| Information supplied |
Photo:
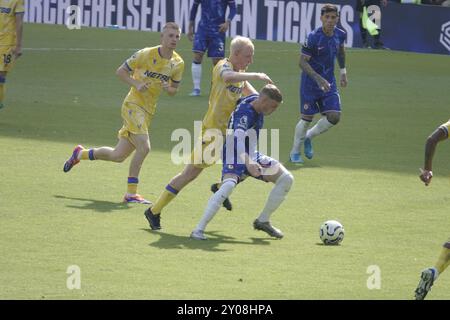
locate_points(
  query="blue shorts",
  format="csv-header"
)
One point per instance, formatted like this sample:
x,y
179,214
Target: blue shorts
x,y
324,102
213,42
241,171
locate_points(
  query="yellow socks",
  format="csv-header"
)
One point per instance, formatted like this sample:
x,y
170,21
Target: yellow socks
x,y
132,185
164,199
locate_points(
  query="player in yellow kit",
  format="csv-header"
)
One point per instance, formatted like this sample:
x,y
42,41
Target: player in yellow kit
x,y
429,275
229,82
11,26
149,72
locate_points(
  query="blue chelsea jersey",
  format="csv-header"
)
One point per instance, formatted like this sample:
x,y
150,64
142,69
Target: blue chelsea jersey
x,y
322,50
213,12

| What needs to be done |
Please transcribe each line above exactly, but leave the images out.

| Written response |
Photo:
locate_points(
  query="blue shorts",
  format="csv-header"
)
One point per instance, formatted like this sample:
x,y
179,214
Target: blue shorts
x,y
324,102
213,42
241,171
locate_points(
  query="yellow socks",
  format="csv-header"
)
One point per instance, formatted like this sample:
x,y
170,21
Target: yellow socks
x,y
132,185
164,199
locate_points(
  query="player in yellow kit",
  format="csv-header"
)
One point per instance, formatted like this sample:
x,y
42,41
Target: player in yellow kit
x,y
429,275
229,82
11,26
149,72
locate_points(
  query="blue chelsea jersey",
  format="csv-header"
)
One point per instance, formatted like this sample:
x,y
150,64
142,69
Target: blue chelsea jersey
x,y
322,50
213,12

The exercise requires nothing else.